> _Written task_
Your task is to repeat the records exactly from the line containing "Annotation task — pin every instance of the sky" onward, through the final line.

> _Data shown_

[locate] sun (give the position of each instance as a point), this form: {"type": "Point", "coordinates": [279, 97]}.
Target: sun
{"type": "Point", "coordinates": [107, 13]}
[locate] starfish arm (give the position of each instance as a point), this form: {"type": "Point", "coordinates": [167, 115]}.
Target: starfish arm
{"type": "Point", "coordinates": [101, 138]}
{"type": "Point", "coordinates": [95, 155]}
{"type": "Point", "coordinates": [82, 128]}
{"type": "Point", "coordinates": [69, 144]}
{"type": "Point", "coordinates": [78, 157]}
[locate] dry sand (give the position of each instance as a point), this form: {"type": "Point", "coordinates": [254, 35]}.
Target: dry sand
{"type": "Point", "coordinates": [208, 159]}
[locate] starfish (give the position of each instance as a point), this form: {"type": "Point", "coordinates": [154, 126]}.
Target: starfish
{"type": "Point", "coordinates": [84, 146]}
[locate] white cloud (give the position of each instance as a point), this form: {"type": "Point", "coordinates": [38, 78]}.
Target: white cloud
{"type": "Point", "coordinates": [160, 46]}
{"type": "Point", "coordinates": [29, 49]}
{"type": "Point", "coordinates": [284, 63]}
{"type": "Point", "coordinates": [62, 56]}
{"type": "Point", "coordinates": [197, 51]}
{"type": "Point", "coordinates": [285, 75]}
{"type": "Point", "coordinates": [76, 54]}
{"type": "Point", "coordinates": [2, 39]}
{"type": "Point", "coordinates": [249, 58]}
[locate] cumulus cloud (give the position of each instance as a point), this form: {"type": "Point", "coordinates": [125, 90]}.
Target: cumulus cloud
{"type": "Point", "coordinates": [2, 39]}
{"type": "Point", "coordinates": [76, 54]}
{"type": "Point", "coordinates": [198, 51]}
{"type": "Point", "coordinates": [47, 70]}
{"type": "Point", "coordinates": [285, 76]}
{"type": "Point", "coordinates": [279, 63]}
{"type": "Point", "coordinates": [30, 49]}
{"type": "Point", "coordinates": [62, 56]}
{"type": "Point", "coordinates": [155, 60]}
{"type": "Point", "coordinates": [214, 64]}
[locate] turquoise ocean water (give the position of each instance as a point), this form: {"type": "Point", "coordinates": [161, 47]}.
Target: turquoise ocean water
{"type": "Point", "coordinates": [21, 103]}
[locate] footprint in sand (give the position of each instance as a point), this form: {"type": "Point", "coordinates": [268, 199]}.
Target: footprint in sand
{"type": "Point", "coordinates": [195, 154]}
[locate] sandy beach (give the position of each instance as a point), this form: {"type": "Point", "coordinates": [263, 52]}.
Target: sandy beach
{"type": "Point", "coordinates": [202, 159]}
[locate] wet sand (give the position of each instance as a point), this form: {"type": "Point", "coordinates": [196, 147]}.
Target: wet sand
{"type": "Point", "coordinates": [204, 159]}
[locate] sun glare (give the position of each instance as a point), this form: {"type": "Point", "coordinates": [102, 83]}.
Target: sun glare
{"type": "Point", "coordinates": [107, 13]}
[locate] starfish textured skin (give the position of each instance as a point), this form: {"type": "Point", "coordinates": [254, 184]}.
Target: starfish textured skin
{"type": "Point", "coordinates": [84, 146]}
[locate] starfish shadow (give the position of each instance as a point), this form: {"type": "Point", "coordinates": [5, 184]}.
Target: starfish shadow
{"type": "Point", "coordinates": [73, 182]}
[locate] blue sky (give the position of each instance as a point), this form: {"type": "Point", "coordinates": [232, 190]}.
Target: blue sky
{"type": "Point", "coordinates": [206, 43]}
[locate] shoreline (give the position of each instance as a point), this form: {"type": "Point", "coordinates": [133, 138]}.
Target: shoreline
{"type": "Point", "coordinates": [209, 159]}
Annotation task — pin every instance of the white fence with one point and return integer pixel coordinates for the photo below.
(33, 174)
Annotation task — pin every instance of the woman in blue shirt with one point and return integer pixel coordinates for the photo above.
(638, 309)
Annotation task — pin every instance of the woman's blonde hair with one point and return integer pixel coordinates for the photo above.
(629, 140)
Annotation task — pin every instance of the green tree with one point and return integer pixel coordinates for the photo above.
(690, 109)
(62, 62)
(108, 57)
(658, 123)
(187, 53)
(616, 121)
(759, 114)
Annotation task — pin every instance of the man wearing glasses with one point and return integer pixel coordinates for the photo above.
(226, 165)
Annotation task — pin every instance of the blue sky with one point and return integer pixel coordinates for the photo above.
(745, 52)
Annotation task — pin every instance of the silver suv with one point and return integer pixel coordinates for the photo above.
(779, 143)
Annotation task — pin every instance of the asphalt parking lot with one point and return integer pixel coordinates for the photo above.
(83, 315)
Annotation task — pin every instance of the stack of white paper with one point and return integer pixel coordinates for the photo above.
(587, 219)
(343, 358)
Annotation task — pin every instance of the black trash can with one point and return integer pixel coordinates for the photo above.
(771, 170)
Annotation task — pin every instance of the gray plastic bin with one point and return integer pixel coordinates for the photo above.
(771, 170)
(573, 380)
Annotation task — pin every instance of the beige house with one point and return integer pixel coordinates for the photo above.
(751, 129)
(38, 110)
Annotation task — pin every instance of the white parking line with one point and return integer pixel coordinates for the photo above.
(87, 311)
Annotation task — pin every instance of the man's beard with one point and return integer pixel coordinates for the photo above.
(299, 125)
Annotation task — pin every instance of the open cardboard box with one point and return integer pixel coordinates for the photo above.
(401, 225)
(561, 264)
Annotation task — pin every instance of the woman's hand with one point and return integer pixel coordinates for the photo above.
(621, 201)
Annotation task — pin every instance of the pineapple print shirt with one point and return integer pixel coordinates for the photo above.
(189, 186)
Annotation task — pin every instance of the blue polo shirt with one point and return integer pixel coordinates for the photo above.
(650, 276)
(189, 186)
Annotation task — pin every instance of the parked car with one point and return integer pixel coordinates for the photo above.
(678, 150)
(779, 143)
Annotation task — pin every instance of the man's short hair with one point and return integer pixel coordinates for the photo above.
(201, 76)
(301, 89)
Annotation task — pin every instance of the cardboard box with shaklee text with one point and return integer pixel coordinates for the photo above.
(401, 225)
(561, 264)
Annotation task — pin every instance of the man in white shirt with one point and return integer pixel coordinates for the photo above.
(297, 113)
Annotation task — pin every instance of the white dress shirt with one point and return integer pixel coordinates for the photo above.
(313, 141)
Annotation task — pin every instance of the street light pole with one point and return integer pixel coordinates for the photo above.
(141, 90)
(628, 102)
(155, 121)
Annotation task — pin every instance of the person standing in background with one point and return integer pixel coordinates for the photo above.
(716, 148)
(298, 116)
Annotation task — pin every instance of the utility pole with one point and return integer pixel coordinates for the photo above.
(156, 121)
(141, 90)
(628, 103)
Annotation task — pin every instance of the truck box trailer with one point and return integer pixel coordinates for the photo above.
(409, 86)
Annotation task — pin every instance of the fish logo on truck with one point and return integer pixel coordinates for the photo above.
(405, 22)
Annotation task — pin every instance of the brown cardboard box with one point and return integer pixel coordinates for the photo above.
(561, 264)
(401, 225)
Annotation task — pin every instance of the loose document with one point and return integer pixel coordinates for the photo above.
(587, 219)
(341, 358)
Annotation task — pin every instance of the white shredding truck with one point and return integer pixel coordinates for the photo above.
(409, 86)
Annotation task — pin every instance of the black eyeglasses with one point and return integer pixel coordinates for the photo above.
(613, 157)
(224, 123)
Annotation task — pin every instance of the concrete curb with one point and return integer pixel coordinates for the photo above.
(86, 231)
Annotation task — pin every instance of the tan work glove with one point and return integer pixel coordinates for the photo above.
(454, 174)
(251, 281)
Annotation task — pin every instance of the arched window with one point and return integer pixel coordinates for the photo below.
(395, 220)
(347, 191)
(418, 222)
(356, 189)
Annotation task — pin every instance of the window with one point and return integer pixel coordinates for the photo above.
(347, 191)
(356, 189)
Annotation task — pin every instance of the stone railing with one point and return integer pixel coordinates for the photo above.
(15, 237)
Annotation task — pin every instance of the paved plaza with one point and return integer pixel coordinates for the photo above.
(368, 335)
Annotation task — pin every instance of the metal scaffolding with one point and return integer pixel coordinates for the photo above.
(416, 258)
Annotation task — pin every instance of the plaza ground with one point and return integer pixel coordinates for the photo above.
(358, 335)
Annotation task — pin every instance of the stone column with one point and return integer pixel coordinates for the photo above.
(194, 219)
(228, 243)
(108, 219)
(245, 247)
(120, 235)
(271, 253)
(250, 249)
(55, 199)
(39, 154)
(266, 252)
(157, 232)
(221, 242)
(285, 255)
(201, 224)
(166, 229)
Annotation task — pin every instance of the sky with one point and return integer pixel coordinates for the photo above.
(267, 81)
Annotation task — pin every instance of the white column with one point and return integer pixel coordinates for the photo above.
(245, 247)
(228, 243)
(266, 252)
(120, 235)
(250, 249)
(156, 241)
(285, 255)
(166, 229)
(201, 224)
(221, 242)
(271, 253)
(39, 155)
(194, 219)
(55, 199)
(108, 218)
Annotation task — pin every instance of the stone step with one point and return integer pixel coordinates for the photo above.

> _Full answer_
Annotation task — pin every instance of the sky with one point and return integer pixel coordinates for the photo above.
(267, 81)
Annotation task — pin every instance of the white column with one point and return integer pixel coordinates for the photo above.
(245, 247)
(228, 243)
(266, 252)
(120, 235)
(250, 249)
(156, 241)
(285, 255)
(166, 229)
(201, 224)
(221, 242)
(271, 253)
(39, 155)
(194, 219)
(55, 199)
(108, 218)
Annotation task — pin every instance of the stone step with one point and return integer pixel coordinates for the photo above.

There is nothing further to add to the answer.